Work item >> Go to the line containing "Guideline: for each instance of the bird's head, put" in the records below. Repeat it and the lines after it exactly, all the way to the end.

━━━ Data for analysis

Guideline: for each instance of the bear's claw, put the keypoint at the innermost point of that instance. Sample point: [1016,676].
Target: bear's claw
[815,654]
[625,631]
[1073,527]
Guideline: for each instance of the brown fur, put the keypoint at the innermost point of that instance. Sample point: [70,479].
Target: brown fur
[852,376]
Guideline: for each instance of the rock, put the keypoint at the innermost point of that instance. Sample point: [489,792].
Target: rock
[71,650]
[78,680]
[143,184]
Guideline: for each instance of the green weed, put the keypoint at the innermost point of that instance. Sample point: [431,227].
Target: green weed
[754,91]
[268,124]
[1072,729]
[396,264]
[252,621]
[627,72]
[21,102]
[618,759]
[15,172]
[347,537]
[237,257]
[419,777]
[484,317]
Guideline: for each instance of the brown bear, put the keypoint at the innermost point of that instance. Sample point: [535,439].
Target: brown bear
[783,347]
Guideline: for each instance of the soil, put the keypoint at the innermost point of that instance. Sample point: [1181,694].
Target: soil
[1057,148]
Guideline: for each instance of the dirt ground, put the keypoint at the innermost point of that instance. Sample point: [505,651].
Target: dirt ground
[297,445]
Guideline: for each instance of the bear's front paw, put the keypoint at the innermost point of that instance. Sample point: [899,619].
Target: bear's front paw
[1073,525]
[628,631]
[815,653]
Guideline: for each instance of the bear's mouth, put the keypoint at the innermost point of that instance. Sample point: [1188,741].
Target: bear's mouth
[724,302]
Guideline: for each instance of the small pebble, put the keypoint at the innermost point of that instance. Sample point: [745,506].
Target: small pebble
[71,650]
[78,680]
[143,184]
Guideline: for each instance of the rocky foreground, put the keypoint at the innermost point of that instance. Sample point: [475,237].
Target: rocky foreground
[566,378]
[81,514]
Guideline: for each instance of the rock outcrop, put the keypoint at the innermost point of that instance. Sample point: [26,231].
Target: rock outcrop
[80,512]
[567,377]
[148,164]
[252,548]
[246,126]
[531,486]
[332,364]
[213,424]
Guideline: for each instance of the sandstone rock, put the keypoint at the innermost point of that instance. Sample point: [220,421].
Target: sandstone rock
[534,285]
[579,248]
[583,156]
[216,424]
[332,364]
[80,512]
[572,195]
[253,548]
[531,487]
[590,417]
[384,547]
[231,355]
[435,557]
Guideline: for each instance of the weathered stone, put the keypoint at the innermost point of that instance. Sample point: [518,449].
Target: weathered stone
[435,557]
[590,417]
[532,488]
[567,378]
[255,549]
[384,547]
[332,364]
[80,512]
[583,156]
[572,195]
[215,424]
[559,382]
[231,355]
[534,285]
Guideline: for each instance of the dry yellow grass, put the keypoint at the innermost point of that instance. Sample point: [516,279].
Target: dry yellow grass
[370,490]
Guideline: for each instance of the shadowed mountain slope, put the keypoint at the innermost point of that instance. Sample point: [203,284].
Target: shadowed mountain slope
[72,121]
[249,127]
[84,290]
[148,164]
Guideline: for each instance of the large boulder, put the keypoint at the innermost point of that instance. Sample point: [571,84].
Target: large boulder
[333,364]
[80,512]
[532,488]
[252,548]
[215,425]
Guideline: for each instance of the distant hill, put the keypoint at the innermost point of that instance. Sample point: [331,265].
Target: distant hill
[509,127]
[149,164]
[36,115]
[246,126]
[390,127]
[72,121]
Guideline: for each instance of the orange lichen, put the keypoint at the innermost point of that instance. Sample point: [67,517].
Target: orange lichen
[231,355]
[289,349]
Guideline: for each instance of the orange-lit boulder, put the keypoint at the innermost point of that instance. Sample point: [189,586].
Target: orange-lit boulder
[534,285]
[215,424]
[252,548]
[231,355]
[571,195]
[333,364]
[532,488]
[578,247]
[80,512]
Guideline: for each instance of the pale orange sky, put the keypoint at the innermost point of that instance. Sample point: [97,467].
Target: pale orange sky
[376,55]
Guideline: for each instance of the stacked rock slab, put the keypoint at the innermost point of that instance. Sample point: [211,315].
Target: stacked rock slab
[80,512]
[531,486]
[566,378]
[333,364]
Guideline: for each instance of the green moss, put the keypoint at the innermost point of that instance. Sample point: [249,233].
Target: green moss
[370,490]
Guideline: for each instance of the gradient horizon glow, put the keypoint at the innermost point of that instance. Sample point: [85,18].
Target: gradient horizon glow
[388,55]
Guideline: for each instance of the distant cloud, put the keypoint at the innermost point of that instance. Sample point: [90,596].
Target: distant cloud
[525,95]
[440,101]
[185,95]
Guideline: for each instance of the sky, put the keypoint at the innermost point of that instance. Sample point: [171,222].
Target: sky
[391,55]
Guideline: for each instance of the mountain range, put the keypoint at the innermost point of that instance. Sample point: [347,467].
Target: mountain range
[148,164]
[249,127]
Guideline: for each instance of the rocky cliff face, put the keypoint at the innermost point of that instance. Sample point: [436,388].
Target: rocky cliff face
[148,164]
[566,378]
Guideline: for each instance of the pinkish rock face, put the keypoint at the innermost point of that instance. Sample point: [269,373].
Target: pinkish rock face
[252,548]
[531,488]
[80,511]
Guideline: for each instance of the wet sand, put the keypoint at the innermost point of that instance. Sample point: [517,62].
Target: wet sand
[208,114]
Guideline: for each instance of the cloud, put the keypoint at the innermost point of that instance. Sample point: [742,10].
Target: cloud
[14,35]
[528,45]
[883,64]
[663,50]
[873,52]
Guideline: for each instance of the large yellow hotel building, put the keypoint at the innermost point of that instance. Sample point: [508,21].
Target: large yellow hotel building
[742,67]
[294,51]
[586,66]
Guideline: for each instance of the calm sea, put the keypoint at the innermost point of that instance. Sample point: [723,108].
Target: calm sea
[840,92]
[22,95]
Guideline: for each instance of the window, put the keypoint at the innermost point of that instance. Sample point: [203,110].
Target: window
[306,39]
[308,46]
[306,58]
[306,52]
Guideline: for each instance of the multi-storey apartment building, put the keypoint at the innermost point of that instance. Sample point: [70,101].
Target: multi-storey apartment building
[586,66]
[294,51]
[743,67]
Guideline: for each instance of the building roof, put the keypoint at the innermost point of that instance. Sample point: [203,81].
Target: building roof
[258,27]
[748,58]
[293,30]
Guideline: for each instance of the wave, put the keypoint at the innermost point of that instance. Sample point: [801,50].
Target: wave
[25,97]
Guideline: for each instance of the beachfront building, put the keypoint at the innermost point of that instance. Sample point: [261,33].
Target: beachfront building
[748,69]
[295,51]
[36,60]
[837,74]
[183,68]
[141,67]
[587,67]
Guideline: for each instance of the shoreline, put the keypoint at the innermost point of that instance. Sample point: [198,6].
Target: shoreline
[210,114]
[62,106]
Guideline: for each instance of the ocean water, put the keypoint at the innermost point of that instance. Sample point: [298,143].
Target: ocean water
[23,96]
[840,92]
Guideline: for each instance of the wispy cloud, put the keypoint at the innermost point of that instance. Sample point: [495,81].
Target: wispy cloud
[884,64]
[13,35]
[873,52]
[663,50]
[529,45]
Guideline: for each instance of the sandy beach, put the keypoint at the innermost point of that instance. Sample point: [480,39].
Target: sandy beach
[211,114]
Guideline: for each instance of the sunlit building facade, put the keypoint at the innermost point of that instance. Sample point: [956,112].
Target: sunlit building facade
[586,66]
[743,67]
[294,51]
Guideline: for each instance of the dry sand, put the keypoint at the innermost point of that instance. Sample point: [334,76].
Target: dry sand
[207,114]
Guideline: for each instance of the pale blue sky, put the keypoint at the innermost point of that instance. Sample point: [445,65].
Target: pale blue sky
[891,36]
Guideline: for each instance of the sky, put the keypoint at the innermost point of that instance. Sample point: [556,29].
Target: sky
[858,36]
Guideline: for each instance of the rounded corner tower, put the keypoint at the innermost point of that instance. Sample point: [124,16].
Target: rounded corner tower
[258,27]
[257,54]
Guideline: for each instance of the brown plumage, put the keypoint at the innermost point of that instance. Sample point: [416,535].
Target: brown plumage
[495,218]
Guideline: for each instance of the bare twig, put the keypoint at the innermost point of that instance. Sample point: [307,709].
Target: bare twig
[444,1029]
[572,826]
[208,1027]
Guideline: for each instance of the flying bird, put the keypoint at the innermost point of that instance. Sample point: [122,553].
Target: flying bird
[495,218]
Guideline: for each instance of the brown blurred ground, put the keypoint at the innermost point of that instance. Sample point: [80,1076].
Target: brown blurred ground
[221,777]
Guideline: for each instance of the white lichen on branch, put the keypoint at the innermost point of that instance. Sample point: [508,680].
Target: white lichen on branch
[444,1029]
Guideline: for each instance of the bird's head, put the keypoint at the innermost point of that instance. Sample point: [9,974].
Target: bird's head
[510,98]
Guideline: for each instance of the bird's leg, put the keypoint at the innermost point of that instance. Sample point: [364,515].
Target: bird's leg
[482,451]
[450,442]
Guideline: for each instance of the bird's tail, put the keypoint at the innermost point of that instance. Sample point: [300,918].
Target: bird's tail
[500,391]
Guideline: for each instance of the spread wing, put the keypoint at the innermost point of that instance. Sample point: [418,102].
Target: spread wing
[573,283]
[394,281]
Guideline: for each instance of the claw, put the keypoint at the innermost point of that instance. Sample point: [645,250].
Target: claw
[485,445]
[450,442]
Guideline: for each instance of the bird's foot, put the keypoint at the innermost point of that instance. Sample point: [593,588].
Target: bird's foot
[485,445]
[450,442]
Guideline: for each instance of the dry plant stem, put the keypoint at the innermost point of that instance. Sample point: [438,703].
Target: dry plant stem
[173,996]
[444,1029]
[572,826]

━━━━━━

Written solution >>
Guideline: for each instance of the bird's head, put the keypoint at the innermost point of that instance. Sample point: [9,974].
Target: bird's head
[510,98]
Guideline: for each instance of the bird's leg, put the keypoint at the innermost point of that instance. Sample point: [364,515].
Target: bird's leg
[482,451]
[450,442]
Guideline: for each instance of the bird's tail, put the keypoint at the innermost point of that instance. Sample point: [300,918].
Target: bird's tail
[500,391]
Guideline: for each instance of the spread wing, put the keypoint at the innermost point of that instance. Sample point: [418,102].
Target: spread wing
[573,283]
[394,281]
Guideline: for each instance of the claw, put the keypoint at the innermost point of that instance. Sample point: [645,250].
Target: claw
[485,445]
[450,442]
Guideline: for each instance of the bird's foot, put the keypoint at the innermost point of that instance. Sample point: [593,588].
Target: bird's foot
[485,445]
[450,442]
Guideline: for each instance of the dry plant stem, put the keypoint at the innermost point of that instance. Sample point: [438,703].
Target: dry plant stem
[173,996]
[444,1029]
[572,826]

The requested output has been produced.